**Task instructions**
Gather all lines in the data that hold the string "calm".

**Provided data**
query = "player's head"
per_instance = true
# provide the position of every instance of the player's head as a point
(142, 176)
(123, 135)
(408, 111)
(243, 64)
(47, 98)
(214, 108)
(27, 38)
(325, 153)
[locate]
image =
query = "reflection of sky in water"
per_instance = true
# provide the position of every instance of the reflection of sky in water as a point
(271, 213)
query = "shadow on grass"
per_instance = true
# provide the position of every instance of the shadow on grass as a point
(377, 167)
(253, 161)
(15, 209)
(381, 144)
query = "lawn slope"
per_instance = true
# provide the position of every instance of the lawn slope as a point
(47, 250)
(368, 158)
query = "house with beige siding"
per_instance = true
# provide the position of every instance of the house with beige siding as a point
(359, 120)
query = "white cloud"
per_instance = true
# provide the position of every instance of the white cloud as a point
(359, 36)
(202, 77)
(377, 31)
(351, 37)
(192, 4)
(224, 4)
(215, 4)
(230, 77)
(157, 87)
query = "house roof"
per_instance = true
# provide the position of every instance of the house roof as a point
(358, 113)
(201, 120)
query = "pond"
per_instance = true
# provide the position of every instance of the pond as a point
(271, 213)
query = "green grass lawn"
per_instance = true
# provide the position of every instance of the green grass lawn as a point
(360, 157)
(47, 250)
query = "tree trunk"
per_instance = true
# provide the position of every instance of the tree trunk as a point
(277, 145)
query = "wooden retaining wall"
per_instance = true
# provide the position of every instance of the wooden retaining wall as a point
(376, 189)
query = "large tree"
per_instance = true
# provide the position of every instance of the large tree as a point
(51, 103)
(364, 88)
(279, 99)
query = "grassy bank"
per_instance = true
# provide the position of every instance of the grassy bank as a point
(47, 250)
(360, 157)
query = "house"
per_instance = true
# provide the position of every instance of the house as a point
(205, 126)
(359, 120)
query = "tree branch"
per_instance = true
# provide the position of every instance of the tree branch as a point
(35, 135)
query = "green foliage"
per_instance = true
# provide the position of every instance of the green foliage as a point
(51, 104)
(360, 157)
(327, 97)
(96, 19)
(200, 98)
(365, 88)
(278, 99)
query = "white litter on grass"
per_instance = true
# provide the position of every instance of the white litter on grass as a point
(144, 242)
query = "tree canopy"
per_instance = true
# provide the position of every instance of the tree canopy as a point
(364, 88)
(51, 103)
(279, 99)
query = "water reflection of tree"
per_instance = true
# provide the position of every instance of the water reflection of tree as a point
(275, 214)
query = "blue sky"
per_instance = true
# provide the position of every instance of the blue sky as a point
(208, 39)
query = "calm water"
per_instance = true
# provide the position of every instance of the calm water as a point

**Task response**
query = "calm water"
# provide the position of every instance of the calm water as a point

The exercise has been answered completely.